# Why can't i seem to make actualy friends?



## GirlNextDoor003 (Oct 19, 2011)

I just began first year at university and frankly i'm weird as hell. I mean when i meet someone i can seen outgoing and social, i talk and everything, but then i dont talk to that person again. The only actual friend i made has Nothing in common with me, im not trying to be critical but it sucks having someone there and you have nothing to do/talk cause you're polar opposite. And when i make other friends, i'll talk to them but not want anything with them outside of class , i dont know whats wrong with me. I mean no one i meet has anything in common with me. Sometimes i'd rather be alone, i dont mind being along but i still want some kind of friend. Halloween is coming up and i have no one to go out with, except that one girl, the only reason we are friends is cause she has no one else in class, so she always comes to me but i want to make friends i have things in common with.
sorry for the rant, just needed to get this out. 
I mean when someone sees me they'll never guess im this weirdo.
why cant i seem to make/keep friends idk


----------



## sas111 (Oct 20, 2010)

Insecurity vibe? People can sense it from a mile away, at least I think they can.


----------



## GirlNextDoor003 (Oct 19, 2011)

i don't think im insecure, i mean im not overly confident or anything


----------



## albalilian (Oct 16, 2011)

I also started university and I know what you mean. I feel like there's something you have to project to get people to want to talk to you again. Luckily for me there are a few people in my classes that I can talk with and some live in my halls, but I totally want to be on my own sometimes.


----------



## nuncie (May 25, 2009)

## Entries provided
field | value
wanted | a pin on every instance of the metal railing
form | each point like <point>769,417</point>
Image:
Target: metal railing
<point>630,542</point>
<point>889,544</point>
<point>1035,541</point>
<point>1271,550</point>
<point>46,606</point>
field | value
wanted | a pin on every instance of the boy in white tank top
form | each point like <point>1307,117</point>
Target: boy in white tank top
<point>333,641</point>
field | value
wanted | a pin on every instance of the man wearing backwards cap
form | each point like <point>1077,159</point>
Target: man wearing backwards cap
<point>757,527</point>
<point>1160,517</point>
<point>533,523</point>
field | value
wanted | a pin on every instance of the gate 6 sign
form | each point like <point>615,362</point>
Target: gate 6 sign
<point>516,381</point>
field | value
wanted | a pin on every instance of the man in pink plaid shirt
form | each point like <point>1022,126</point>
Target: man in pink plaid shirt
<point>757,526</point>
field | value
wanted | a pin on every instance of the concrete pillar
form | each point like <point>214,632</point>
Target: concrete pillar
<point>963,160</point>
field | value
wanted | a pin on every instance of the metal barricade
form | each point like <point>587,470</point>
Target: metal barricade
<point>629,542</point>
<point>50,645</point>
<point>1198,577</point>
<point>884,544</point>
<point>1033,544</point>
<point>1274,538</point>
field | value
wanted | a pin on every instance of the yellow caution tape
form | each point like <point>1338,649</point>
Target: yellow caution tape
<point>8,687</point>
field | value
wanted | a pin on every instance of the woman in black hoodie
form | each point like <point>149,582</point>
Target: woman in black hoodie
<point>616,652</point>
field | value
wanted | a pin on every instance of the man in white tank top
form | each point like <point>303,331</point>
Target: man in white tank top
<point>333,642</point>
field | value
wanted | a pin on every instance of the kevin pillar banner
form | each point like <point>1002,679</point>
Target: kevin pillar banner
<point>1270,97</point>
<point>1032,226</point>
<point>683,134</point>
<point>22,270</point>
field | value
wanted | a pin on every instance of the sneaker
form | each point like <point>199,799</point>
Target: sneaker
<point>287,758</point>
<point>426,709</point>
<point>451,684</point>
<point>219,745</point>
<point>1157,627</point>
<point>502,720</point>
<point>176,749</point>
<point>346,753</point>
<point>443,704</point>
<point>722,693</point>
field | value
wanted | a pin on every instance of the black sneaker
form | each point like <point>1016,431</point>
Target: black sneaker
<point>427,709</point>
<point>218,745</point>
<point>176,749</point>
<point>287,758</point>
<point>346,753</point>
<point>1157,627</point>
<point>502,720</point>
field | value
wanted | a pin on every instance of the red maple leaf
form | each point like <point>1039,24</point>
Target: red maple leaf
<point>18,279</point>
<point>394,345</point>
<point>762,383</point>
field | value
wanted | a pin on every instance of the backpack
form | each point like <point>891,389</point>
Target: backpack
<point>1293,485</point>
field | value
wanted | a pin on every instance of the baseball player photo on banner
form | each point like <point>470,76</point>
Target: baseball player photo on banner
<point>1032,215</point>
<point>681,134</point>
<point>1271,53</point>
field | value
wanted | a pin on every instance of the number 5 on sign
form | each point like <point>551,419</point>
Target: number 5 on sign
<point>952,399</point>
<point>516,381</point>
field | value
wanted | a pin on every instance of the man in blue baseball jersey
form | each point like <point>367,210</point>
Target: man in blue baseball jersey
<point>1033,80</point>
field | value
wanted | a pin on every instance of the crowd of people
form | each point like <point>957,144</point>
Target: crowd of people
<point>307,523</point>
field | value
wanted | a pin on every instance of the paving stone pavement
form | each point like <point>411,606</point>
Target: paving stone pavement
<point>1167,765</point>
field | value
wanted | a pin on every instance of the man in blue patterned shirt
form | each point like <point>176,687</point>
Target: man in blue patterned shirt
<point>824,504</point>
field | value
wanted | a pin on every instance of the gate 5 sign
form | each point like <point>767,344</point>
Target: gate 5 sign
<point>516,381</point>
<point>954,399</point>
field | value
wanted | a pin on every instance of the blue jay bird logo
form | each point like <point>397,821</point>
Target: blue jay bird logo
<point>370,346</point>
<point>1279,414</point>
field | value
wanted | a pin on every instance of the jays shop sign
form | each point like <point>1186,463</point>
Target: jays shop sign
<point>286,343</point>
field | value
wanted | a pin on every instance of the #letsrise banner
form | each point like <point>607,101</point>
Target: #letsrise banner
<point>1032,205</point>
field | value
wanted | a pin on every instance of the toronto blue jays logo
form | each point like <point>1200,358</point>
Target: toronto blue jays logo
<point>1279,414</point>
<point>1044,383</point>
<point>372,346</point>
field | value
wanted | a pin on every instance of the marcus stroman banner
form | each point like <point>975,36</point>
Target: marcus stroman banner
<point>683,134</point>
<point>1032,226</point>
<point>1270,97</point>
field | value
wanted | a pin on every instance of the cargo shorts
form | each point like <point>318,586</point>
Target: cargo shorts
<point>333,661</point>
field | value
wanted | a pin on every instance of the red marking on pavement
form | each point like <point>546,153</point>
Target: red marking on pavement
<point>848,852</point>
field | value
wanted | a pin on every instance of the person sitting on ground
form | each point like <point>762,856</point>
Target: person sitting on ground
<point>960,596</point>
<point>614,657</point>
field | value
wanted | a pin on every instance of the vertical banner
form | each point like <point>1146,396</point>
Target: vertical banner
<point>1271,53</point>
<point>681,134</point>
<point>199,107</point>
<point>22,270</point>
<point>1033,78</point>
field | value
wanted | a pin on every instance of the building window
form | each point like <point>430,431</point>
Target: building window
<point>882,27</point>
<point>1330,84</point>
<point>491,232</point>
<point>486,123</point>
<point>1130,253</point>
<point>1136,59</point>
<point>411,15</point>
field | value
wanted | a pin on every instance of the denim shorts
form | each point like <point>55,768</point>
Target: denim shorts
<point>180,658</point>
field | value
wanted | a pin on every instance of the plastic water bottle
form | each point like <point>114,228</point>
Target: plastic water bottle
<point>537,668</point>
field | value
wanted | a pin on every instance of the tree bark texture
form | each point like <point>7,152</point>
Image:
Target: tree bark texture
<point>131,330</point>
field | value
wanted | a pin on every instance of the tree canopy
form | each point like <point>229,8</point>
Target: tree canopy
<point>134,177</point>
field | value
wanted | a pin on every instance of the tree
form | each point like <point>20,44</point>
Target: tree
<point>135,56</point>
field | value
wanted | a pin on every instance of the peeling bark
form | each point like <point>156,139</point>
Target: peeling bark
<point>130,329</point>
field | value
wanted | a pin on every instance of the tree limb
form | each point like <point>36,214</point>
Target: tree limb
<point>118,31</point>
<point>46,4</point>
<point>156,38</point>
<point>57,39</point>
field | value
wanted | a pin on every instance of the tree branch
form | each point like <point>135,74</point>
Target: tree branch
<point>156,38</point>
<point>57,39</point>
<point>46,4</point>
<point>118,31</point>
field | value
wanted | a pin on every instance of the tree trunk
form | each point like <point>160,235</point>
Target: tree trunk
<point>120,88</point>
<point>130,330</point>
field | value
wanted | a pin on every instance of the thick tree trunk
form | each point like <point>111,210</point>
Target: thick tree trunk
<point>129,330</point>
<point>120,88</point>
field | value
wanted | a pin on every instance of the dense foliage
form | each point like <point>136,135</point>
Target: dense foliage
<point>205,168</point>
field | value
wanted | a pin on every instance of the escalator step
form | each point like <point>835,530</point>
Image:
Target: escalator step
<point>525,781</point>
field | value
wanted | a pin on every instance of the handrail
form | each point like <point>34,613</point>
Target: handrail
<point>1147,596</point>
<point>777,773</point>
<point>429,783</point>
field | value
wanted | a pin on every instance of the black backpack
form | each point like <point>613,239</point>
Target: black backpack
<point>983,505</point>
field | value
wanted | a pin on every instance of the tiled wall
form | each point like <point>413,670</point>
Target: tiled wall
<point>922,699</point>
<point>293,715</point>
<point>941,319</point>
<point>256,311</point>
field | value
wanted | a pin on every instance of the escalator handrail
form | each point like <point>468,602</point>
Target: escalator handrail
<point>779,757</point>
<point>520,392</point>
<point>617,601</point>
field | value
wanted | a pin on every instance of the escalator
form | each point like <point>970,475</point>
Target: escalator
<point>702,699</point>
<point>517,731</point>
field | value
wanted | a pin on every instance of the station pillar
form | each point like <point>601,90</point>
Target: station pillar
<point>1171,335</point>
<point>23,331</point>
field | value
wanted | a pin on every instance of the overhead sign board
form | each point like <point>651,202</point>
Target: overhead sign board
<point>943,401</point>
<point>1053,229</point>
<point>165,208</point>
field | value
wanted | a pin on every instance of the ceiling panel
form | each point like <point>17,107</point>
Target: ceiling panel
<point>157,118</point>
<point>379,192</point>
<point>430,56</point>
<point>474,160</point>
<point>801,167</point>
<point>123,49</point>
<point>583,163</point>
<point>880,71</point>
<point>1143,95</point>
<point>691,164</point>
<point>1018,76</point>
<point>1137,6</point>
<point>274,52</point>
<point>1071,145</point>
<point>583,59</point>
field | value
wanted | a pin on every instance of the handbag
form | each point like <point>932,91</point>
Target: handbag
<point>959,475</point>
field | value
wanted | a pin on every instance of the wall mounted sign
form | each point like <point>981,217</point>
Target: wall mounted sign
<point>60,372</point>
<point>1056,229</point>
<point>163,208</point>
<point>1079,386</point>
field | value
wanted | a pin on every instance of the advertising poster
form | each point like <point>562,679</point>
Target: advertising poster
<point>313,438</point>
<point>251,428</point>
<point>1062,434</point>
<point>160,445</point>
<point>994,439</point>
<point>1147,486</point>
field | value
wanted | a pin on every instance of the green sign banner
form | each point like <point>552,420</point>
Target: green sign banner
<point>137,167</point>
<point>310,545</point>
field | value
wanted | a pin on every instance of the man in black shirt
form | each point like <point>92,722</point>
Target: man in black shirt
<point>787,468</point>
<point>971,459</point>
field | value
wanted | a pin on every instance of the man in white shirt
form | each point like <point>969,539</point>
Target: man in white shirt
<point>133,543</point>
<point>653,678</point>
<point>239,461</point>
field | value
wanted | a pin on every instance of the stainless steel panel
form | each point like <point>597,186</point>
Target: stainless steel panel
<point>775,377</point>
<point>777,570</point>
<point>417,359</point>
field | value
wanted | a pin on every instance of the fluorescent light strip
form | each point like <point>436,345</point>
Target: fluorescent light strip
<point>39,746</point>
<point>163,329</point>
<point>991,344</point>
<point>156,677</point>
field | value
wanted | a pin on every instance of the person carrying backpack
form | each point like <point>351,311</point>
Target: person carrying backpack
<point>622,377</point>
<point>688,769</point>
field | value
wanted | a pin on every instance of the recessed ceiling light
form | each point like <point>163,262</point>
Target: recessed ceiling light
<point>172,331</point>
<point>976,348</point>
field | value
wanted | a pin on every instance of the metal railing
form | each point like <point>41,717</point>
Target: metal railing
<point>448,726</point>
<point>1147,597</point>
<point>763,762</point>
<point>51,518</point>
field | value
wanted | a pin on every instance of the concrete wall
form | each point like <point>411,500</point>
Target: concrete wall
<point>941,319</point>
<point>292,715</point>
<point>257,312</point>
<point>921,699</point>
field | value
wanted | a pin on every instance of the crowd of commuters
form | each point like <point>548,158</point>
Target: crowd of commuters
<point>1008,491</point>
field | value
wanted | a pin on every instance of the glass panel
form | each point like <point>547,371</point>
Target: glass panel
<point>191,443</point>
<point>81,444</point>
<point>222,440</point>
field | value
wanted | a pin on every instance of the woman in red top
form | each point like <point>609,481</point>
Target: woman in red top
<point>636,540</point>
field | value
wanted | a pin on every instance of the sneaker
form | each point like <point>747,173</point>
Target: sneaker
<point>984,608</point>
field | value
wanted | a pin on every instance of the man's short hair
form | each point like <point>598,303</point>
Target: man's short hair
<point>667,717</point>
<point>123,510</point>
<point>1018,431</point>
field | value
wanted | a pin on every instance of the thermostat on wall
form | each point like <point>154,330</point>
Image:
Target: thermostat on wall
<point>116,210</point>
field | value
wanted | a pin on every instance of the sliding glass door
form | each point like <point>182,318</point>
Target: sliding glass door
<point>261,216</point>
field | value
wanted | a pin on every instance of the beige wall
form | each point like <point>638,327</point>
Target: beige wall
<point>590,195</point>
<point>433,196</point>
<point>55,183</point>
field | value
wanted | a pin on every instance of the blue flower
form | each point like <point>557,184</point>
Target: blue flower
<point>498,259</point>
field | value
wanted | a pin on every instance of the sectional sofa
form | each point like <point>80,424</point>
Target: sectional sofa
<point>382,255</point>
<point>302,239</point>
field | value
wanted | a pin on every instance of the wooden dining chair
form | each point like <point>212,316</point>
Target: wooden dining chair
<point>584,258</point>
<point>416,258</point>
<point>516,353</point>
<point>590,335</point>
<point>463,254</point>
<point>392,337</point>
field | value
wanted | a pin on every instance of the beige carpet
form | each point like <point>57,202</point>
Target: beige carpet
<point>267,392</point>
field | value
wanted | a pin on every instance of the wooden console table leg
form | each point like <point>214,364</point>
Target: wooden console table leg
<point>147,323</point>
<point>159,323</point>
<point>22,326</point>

## Task requirements
Extend the forum thread about making friends at university, picking up right where it stops. The data is separate from the forum thread about making friends at university.

## Exercise response
The same thing happens with me, I start talking to someone in class but then that's it. It seems like people around me in classes always make connections or end up always together and im like when did this happen where was I? I just dont get it. I really would like to make friends, people tell me that I have to open up, trust people more, and step out of my confort zone but im like how do i do that?


----------



## lesty2 (Oct 22, 2011)

I have the same problem... and I'm in the 2nd year of university now. I don't really know why I can't seem to make friends. I can easily talk to others in my course when waiting for a lecture to start but it just ends there after lecture's over. I don't hang out with others out of school and so I spend a lot of time alone - and sometimes I find that it's enjoyable but I'm not sure if that's because I have just adapted to being alone so often. 

I do not drink and smoke and the culture here is to mostly go out to the bars / clubs to drink. I've given those a go too but I really dislike going to such places so I guess it does make it hard to hang out with people too. I don't know anymore.


----------



## DJ21 (Nov 18, 2011)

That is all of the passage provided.